What is required —
All entries below are to be written out again exactly, but no picture is to be copied.

(Items from a dataset)
- Opening Delimiter -

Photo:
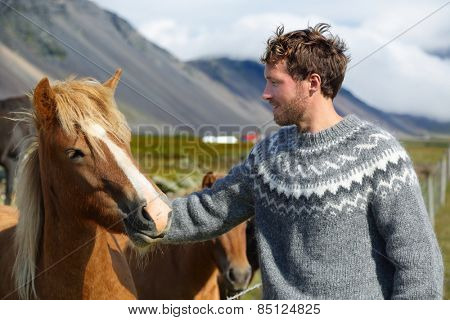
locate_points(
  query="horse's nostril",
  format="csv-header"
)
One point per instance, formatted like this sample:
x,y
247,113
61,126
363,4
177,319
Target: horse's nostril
x,y
231,275
145,214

- Closing Delimiter -

Answer section —
Photo:
locate_points(
  query="horse's nostril",
  format="csv-header"
)
One point per instance, formatted like this sample:
x,y
247,113
61,126
363,4
177,319
Target: horse's nostril
x,y
231,275
145,214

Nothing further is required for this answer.